PROVIDED DATA:
◇ ◇ ◇ ◇
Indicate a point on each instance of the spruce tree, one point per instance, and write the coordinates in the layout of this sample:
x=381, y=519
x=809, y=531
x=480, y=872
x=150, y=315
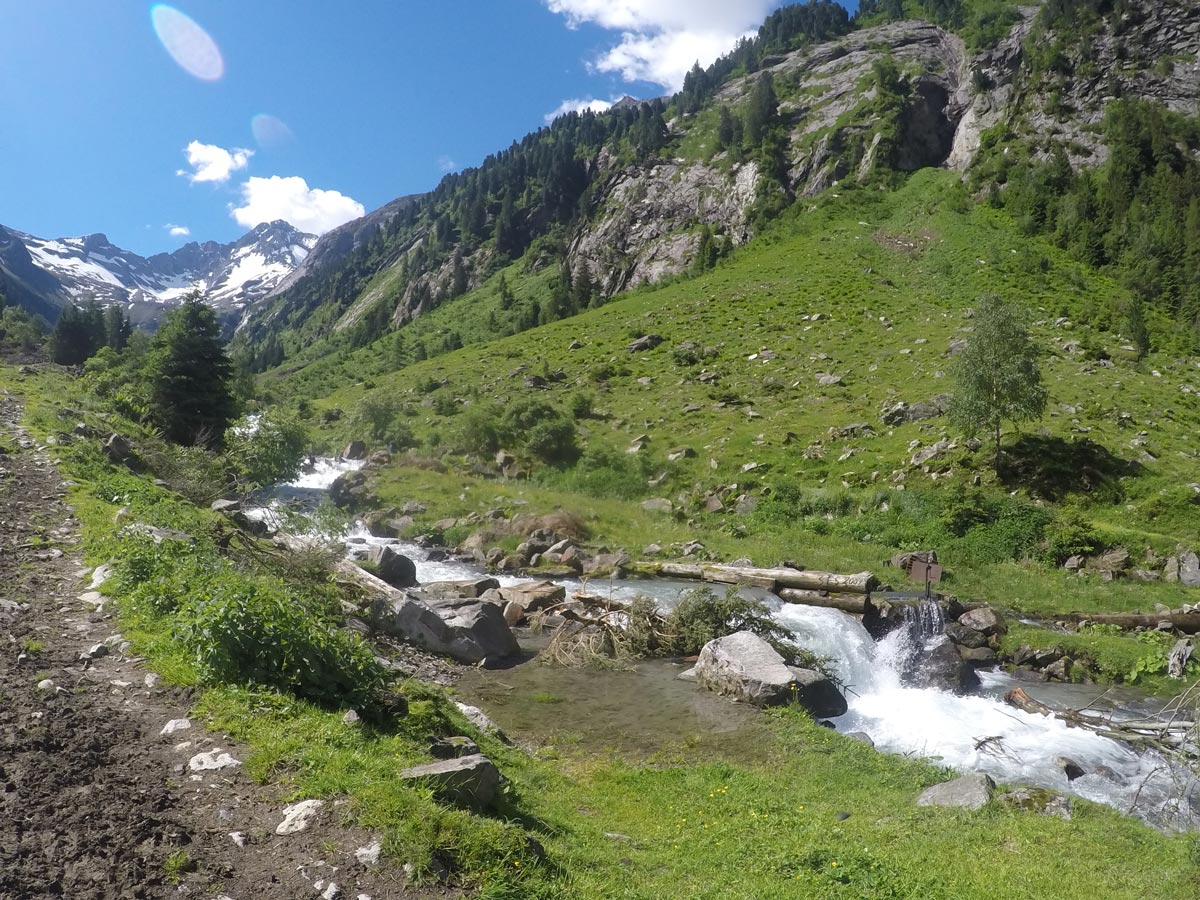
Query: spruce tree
x=191, y=376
◇ ◇ ◇ ◇
GIVEN REQUEST: Print the item above word for word, leaving out the picture.

SOLUTION TO THE EXERCISE:
Indicate a point on each instance of the spruce tree, one point per instance, and write the coordinates in the layout of this sample:
x=381, y=519
x=809, y=531
x=480, y=872
x=150, y=315
Query: spruce tree
x=191, y=376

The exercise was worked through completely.